▸ **SELECTED EXTRACT**:
* * * * * * * * *

Latour to release first new vintage in eight years

Bordeaux first growth Château Latour will release its 2012 vintage next month, the first ‘new’ wine to come from its cellars in eight years.

The 2012 grand vin will be released on 18 March through La Place de Bordeaux alongside the 2014 vintage of second label Les Forts de Latour; while the 2015 vintage of third label Pauillac de Latour will also be released but through other channels.

The 2012 vintage of Les Forts was released in 2018 but this will be the first time a previously unreleased vintage of the grand vin has hit the market in almost a decade.

In 2012, the Pauillac first growth announced that its 2011 vintage would be the last it offered en primeur and that it was withdrawing from the system and would release wines when it felt they were ready.

From 2013 onwards the estate has released a number of back vintages of both the grand vin and second label with varying success.

Early releases carried a hefty premium to the same wines already on the secondary market and reactions were mixed to muted to non-existent with many arguing why they had to pay a premium versus the same wines in excellent condition stored in bond since release.

The ex-cellar premiums have declined in more recent years and while a couple of releases have still not worked – such as the 2007 release in 2016 – others have started to find an audience (such as the 2008).

When the 2012 vintage of Les Forts was released in 2018 it found a much more eager audience than the 2006 vintage of the grand vin re-released alongside it.

It is highly likely therefore that the 2012 vintage of the grand vin, as a new vintage from such a famed estate, will attract a good deal of interest from collectors – even if they remain somewhat oblivious to its launch at present.

As Will Hargrove, head of fine wine at Corney & Barrow, said, this is the first true “acid test of the model”.

He and other merchants seem confident that there will be interest from their customers given the prestige and popularity of an estate like Latour but much of it will, naturally, be price dependent.

The fine wine industry (along with the rest of the trade) is facing severe headwinds at present with increased tariffs on certain wines in the US and recession in Hong Kong and the growing Covid-19 situation which is threatening further economic downturns in its wake.

This might encourage Latour to be more circumspect in with its pricing, compounded by the fact that 2012 is not one of the ‘great’ Bordeaux vintages particularly on the Left Bank.

That said, of all the Left Bank wines it is usually rated as one of the best. Stephen Browett, director of Farr Vintners, recalled it was one of the top-rated wines at the Southwold retrospective of the vintage back in 2016.

A lot will also depend on where Latour sees the 2012 in its run of recent vintages. The 2012 is probably closest to the 2008 vintage, which had a re-release in 2019 at £5,100 a case, an 11% premium on pre-existing stocks.

Browett said: “While 2012 is not one of the top level vintages like 2016, 2010 and 2009 it’s a good vintage and I would rank it the equal of years like 2008 and 2006 and ahead of 2007 and 2011. All four of these vintages sell in the UK market sell at around £4,500 per dozen.

“As 2012 is a new release and is coming onto the market at a difficult time – political unrest in HK, Coronavirus, Trump tariffs in US, Brexit etc, I would like to see it pitched at a lower price than the comparable vintages that are already on the market.

“At around £4,000 per dozen to the consumer it should find buyers as that would make it the lowest-priced vintage in the market today.”

Furthermore, although Latour will continue to hold back some stock for future releases, CEO Frédéric Engerer hinted at a tasting in London yesterday (26 February) this will also be one of the largest Latour releases for some time with the bulk of the 2012 slated for release, which would be encouraging for the market as it would come across as a ‘proper’ en primeur release and “best time to buy it”, said Hargrove.

* * * * * * * * *

▸ **EXTRACTED INFORMATION**:
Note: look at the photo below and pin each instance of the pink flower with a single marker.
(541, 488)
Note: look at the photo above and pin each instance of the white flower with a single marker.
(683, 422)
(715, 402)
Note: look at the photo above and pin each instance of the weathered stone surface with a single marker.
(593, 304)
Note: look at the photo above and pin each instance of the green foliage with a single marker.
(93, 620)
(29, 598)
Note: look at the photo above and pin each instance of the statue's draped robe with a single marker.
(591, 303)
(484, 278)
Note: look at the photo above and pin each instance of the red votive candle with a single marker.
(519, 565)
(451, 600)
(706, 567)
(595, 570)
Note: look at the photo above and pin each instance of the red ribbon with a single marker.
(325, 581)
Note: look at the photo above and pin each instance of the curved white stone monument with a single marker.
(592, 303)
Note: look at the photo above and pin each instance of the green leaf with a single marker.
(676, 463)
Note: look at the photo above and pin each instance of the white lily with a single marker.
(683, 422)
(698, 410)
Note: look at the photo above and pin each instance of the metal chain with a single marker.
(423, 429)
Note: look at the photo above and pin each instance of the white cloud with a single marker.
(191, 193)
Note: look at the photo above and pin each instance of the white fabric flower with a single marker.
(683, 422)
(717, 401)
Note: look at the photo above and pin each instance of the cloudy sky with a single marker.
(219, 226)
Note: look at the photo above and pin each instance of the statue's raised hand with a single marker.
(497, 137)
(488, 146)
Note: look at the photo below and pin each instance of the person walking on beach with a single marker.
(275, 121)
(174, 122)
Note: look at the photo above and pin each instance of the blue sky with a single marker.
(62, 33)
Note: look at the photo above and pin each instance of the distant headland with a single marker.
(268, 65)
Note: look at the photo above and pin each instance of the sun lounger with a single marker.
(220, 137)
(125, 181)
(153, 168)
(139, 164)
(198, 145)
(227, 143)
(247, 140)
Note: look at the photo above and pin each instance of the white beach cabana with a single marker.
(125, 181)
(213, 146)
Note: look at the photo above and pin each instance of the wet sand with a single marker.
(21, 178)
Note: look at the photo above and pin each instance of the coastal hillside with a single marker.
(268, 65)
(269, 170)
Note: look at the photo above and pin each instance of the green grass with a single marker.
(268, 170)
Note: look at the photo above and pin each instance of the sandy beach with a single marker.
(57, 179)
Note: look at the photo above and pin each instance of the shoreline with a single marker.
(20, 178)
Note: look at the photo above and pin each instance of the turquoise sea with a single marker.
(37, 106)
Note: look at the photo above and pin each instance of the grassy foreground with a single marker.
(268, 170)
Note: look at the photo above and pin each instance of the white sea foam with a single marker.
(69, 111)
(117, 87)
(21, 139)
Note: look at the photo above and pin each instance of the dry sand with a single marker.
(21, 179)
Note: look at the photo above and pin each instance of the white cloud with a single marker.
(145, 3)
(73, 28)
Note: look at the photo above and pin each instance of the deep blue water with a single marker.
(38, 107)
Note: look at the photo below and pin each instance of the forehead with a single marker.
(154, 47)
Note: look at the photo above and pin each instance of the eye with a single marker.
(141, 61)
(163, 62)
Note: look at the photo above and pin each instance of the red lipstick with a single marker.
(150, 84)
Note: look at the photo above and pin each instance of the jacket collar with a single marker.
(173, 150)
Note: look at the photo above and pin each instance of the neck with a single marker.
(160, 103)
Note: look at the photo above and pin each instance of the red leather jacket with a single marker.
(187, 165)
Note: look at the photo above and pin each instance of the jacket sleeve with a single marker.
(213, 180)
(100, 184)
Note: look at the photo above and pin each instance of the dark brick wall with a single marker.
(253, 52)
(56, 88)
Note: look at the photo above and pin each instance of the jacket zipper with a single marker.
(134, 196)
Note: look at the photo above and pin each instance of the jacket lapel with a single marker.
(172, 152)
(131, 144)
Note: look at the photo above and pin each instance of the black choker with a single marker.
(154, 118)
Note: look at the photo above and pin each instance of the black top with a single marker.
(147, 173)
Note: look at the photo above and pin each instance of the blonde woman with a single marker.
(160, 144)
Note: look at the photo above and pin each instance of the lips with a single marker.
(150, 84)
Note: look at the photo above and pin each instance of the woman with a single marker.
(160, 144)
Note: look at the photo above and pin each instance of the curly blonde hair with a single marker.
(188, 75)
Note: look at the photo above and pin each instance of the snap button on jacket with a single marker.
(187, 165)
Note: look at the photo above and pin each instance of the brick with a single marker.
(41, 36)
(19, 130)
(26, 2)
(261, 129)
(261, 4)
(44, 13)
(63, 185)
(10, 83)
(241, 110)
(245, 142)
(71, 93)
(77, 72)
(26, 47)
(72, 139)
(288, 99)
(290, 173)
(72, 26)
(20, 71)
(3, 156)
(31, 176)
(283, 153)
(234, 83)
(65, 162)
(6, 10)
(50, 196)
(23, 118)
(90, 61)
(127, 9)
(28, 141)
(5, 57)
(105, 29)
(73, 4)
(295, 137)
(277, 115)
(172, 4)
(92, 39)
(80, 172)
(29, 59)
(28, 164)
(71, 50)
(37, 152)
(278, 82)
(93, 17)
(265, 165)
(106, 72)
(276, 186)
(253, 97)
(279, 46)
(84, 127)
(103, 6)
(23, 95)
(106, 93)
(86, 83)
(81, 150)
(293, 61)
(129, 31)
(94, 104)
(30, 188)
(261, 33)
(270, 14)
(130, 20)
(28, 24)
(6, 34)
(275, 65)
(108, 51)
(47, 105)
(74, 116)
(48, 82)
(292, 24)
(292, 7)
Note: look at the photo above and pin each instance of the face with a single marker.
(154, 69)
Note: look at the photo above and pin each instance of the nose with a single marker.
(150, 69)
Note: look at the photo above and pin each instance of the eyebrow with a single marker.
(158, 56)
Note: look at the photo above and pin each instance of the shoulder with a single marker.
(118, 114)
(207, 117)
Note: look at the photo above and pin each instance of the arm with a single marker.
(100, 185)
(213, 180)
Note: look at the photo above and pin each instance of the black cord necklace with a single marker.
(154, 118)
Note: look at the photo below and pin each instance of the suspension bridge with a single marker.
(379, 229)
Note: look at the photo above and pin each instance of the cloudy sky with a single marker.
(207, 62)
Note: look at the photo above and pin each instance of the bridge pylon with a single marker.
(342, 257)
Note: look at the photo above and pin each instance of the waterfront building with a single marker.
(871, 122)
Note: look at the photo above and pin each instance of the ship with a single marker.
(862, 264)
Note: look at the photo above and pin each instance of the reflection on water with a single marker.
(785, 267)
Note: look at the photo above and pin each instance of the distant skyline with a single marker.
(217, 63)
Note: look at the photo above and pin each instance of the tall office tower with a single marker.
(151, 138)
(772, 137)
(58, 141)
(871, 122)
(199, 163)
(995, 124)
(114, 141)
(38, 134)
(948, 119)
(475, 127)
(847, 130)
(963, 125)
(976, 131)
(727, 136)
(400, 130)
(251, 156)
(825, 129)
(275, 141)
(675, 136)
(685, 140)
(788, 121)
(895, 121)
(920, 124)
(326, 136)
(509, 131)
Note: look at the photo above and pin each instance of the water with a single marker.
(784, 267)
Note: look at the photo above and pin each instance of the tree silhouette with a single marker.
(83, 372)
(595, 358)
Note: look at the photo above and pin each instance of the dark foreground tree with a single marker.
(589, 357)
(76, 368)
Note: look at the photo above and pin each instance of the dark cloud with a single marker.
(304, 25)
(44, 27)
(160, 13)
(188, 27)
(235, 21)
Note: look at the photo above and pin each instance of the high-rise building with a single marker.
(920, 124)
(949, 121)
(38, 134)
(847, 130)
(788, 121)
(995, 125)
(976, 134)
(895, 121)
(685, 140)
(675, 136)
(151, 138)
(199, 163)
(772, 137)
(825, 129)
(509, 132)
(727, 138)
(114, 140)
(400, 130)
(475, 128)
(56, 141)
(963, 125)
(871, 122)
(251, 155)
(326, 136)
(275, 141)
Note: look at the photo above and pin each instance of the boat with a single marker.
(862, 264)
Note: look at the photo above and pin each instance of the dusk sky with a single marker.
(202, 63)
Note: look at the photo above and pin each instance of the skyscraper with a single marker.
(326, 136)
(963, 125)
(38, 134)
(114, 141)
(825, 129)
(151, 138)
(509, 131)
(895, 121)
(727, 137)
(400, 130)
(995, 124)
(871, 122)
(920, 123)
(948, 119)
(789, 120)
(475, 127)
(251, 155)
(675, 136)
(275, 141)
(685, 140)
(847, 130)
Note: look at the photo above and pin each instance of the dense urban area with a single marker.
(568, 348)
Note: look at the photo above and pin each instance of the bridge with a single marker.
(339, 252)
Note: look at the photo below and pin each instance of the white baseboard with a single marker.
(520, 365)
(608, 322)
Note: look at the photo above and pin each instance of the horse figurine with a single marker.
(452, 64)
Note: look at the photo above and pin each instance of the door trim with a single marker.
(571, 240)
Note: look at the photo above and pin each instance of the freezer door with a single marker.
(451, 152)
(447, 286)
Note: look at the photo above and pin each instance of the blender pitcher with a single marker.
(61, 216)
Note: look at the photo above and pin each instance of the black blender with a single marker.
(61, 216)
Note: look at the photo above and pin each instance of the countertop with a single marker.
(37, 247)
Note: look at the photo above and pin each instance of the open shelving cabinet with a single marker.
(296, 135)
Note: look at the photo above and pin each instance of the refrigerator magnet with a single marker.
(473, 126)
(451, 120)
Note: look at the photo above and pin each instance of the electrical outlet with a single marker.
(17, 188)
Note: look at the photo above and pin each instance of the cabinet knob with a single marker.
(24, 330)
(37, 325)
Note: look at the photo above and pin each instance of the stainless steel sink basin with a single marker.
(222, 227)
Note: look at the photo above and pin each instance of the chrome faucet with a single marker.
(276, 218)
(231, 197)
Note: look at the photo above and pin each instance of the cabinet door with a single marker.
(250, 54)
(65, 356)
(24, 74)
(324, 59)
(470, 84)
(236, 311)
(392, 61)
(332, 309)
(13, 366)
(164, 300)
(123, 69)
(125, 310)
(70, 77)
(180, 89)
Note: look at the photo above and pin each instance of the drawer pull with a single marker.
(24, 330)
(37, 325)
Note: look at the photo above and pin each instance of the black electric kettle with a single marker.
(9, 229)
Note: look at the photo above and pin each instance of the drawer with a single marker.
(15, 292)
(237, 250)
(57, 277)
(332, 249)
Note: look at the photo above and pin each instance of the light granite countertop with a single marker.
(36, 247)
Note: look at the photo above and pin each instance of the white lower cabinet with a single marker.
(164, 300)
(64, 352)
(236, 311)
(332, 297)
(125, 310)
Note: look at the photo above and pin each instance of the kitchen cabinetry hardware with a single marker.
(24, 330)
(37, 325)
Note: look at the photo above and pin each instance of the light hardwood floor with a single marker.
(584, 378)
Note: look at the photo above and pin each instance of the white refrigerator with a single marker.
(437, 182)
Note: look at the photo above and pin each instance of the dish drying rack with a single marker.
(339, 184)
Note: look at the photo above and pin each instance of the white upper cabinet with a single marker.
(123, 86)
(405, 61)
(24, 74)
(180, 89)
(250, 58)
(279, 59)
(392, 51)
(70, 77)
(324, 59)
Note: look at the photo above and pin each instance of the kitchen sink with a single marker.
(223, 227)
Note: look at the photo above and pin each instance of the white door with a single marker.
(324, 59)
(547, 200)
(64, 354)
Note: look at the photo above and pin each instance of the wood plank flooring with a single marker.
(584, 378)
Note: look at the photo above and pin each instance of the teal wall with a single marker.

* * * * * * * * *

▸ **WORK REQUEST 1**: According to the Latour article, on what date will the 2012 grand vin be released?
▸ **WORK REQUEST 2**: Duplicate the passage of the Latour article from "Latour to release" up to and including "almost a decade.".

▸ **EXPECTED OUTPUT 1**: 18 March

▸ **EXPECTED OUTPUT 2**:
Latour to release first new vintage in eight years

Bordeaux first growth Château Latour will release its 2012 vintage next month, the first ‘new’ wine to come from its cellars in eight years.

The 2012 grand vin will be released on 18 March through La Place de Bordeaux alongside the 2014 vintage of second label Les Forts de Latour; while the 2015 vintage of third label Pauillac de Latour will also be released but through other channels.

The 2012 vintage of Les Forts was released in 2018 but this will be the first time a previously unreleased vintage of the grand vin has hit the market in almost a decade.